## Source text
--

The CCHS has been linked to vital statistics data up to December 31, 2011, and to hospital discharge abstracts, with plans for further data linkages.¹ Access to these data is restricted to Statistics Canada and the Statistics Canada research data centres. The NHIS has been linked to the National Death Index, with follow-up to December 31, 2011. Information on accessing public use data files, feasibility data files and restricted-access data is available from the CDC (www.cdc.gov). The SHeS has been linked to mortality and health administrative databases, including hospitalizations,² with mortality follow-up to December 31, 2014. Access to these data can be requested from the Public Benefit and Privacy Panel for Health and Social Care (www.informationgovernance.scot.nhs.uk).

Question construction, response categorization and structure

Common variables were created to measure smoking, alcohol consumption, physical activity and diet in the three surveys (Table 3). The common variables for smoking and physical activity are comparable between the CCHS, NHIS and the SHeS. The common variables for alcohol and fruit and vegetable consumption are comparable between the CCHS and the NHIS. However, the SHeS collects and reports alcohol consumption and diet information using more detailed and standardized measures. Therefore, comparisons of alcohol consumption and diet data between the SHeS and the other two surveys should be performed with caution. In the SHeS, alcohol consumption is reported using units of alcohol. This is not directly comparable with the CCHS and NHIS, which use the more subjective “number of drinks.” Similarly, the SHeS collects detailed fruit and vegetable consumption information, including amount consumed, while the CCHS and NHIS collect only frequency information. In-depth descriptions of how survey similarities and differences influenced common variable creation, and how these differences may affect their interpretation, can be found online at https://osf.io/4rczm/.

--

## Record extracts
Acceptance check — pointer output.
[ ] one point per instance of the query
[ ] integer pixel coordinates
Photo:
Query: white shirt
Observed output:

--

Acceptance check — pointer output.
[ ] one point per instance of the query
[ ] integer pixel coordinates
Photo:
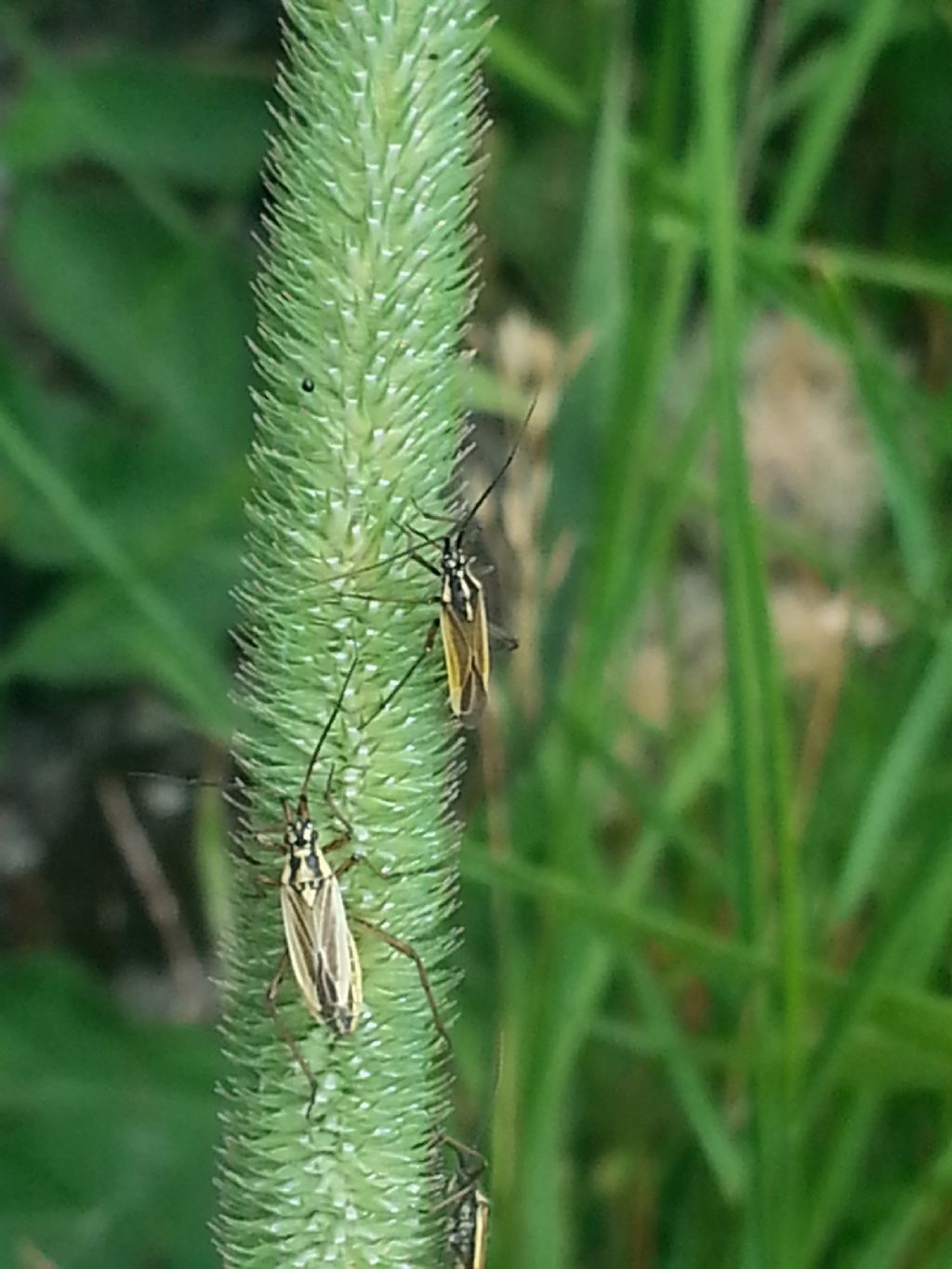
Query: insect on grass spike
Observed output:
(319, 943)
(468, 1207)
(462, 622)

--

## Work instructions
A. Answer these questions about the health survey text:
(i) To what date does the NHIS follow-up with the National Death Index run?
(ii) In what measure does the SHeS report alcohol consumption?
(iii) Which two surveys collect only frequency information on fruit and vegetable consumption?
B. Copy the part of the health survey text from "The CCHS has" to "Social Care (www.informationgovernance.scot.nhs.uk).".

## Per-task answers
A.
(i) December 31, 2011
(ii) Units of alcohol
(iii) The CCHS and the NHIS

B.
The CCHS has been linked to vital statistics data up to December 31, 2011, and to hospital discharge abstracts, with plans for further data linkages.¹ Access to these data is restricted to Statistics Canada and the Statistics Canada research data centres. The NHIS has been linked to the National Death Index, with follow-up to December 31, 2011. Information on accessing public use data files, feasibility data files and restricted-access data is available from the CDC (www.cdc.gov). The SHeS has been linked to mortality and health administrative databases, including hospitalizations,² with mortality follow-up to December 31, 2014. Access to these data can be requested from the Public Benefit and Privacy Panel for Health and Social Care (www.informationgovernance.scot.nhs.uk).